## TASKS AND EXERCISES
[a] Rewrite the passage on mobile TV reception from "All that said, it" up to and including "or elliptical field.", changing every "antenna" to "aerial".
[b] Reproduce the rows, requests included, from their beginning up to and including the line with "M 0 366 L 16". Add 4 to every coordinate in the submitted outlines.

## SUPPLIED TEXT
· · · · · · ·
ATSC-M/H is bundled in the same data stream as the
ATSC. My understanding it's no different than a sub channel, you either receive the broadcast tower or you don't.
It's like people that report receiving say 5.2 but can't see 5.1 from the same station. They have a decoding problem not a reception problem.
All that said, it would take some kind of an antenna on the vehicle. People will want it hidden, which alone will limit it's range.
It would seem though that cars could have a short 5 inch whip on the roof that was slanted back by 45 degrees. At this angle is a M/H station is purely horizontal the antenna will operate 3db down. If they purely circular the signal will also be 3
db down. This might be small enough of an antenna to appear "hidden".
Of course this means the mobile antenna at best will -6dbd, pretty big penalty. A quarter is to itself in the proper polarization -3db. The tilt it 45 degrees to the incident wave's plane polarization and you loose another 3db. Same if in a circular or elliptical field.
Making a longer whip similar to a cell antenna with a pig tail twist in it would help, but most people would not want something this long on their car, but could be an aftermarket option.
Another idea is the old in the windshield antenna. But they were poor performers. The idea was to eliminate a whip on the vehicle. But being inside all the metal of the car the windshield antennas were massive failure on reception of FM which is a lot easier than TV. One advantage to a newer style windshield antenna would be one that is both horizontal and vertical for stations that are some form of elliptical polarization. (Remember from Geometry a circle is a special case of an ellipse where the two foci become one point).
· · · · · · ·
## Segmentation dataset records
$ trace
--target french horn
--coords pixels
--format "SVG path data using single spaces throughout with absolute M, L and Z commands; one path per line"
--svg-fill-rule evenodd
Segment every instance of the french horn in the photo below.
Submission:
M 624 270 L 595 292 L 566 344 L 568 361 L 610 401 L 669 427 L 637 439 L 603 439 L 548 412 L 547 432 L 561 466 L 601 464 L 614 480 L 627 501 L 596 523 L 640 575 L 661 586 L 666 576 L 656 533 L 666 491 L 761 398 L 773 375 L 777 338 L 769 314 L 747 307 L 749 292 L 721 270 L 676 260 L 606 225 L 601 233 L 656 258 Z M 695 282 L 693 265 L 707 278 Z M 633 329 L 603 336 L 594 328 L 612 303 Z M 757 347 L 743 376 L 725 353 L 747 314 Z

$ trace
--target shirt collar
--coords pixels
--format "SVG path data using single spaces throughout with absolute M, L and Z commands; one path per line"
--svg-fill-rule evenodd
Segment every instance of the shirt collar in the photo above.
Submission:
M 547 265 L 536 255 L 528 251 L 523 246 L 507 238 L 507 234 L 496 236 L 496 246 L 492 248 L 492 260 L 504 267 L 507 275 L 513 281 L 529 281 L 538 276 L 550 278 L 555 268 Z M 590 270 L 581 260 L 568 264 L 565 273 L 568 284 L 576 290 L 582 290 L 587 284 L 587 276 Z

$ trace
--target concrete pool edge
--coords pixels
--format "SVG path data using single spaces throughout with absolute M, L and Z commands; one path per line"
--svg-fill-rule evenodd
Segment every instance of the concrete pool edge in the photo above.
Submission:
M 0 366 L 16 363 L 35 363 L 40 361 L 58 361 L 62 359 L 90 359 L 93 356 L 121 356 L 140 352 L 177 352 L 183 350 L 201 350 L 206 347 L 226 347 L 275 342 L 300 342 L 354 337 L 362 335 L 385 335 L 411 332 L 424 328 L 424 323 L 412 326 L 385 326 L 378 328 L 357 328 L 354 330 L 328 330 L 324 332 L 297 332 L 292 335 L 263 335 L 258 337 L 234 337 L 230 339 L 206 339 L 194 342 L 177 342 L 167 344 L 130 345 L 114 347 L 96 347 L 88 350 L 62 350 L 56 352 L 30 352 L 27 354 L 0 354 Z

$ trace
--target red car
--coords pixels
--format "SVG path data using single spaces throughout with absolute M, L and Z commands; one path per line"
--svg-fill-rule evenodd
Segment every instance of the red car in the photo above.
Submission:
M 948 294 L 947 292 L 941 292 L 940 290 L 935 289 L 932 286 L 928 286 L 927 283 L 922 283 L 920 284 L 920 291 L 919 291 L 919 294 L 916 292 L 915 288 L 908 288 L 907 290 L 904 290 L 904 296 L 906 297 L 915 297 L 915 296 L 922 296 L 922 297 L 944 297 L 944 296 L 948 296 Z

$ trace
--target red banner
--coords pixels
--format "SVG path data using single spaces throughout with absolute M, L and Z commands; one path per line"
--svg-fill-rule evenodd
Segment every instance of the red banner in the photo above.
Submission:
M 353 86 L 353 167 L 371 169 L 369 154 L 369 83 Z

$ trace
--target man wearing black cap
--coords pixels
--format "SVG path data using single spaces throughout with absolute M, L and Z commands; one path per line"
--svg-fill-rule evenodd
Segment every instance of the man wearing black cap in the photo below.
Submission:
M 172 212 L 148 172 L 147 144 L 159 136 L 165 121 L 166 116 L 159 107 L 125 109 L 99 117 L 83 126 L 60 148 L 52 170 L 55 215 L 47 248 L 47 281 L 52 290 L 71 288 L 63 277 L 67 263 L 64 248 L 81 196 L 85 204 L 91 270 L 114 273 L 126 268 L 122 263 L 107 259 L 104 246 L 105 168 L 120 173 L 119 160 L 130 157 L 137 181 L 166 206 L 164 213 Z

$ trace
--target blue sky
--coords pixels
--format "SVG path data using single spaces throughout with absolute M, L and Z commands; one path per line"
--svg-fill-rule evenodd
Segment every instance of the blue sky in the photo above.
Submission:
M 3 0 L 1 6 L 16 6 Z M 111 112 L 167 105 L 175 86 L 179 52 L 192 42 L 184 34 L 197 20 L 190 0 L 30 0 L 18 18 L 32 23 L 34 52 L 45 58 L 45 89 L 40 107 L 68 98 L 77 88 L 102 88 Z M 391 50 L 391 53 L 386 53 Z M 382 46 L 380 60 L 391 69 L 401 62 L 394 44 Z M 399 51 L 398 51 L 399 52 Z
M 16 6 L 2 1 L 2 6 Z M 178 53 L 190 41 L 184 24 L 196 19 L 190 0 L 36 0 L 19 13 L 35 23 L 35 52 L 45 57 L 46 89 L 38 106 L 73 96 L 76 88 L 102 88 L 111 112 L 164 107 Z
· · · · · · ·
## EXERCISE RESPONSES
[a]
All that said, it would take some kind of an aerial on the vehicle. People will want it hidden, which alone will limit it's range.
It would seem though that cars could have a short 5 inch whip on the roof that was slanted back by 45 degrees. At this angle is a M/H station is purely horizontal the aerial will operate 3db down. If they purely circular the signal will also be 3
db down. This might be small enough of an aerial to appear "hidden".
Of course this means the mobile aerial at best will -6dbd, pretty big penalty. A quarter is to itself in the proper polarization -3db. The tilt it 45 degrees to the incident wave's plane polarization and you loose another 3db. Same if in a circular or elliptical field.

[b]
$ trace
--target french horn
--coords pixels
--format "SVG path data using single spaces throughout with absolute M, L and Z commands; one path per line"
--svg-fill-rule evenodd
Segment every instance of the french horn in the photo below.
Submission:
M 628 274 L 599 296 L 570 348 L 572 365 L 614 405 L 673 431 L 641 443 L 607 443 L 552 416 L 551 436 L 565 470 L 605 468 L 618 484 L 631 505 L 600 527 L 644 579 L 665 590 L 670 580 L 660 537 L 670 495 L 765 402 L 777 379 L 781 342 L 773 318 L 751 311 L 753 296 L 725 274 L 680 264 L 610 229 L 605 237 L 660 262 Z M 699 286 L 697 269 L 711 282 Z M 637 333 L 607 340 L 598 332 L 616 307 Z M 761 351 L 747 380 L 729 357 L 751 318 Z

$ trace
--target shirt collar
--coords pixels
--format "SVG path data using single spaces throughout with absolute M, L and Z commands; one path per line"
--svg-fill-rule evenodd
Segment every instance of the shirt collar in the photo above.
Submission:
M 551 269 L 540 259 L 532 255 L 527 250 L 511 242 L 511 238 L 500 240 L 500 250 L 496 252 L 496 264 L 508 271 L 511 279 L 517 285 L 533 285 L 542 280 L 554 282 L 559 272 Z M 594 274 L 585 264 L 572 268 L 569 277 L 572 288 L 580 294 L 586 294 L 591 288 L 591 280 Z

$ trace
--target concrete pool edge
--coords pixels
--format "SVG path data using single spaces throughout with absolute M, L and Z commands; one path per line"
--svg-fill-rule evenodd
Segment every instance of the concrete pool edge in the photo above.
Submission:
M 4 370 L 20 367 L 39 367 L 44 365 L 62 365 L 66 363 L 94 363 L 97 360 L 125 360 L 144 356 L 181 356 L 187 354 L 205 354 L 210 351 L 230 351 L 279 346 L 304 346 L 358 341 L 366 339 L 389 339 L 415 336 L 428 332 L 428 327 L 416 330 L 389 330 L 382 332 L 361 332 L 358 334 L 332 334 L 328 336 L 301 336 L 296 339 L 267 339 L 262 341 L 238 341 L 234 343 L 210 343 L 198 346 L 181 346 L 171 348 L 134 349 L 118 351 L 100 351 L 92 354 L 66 354 L 60 356 L 34 356 L 31 358 L 4 358 Z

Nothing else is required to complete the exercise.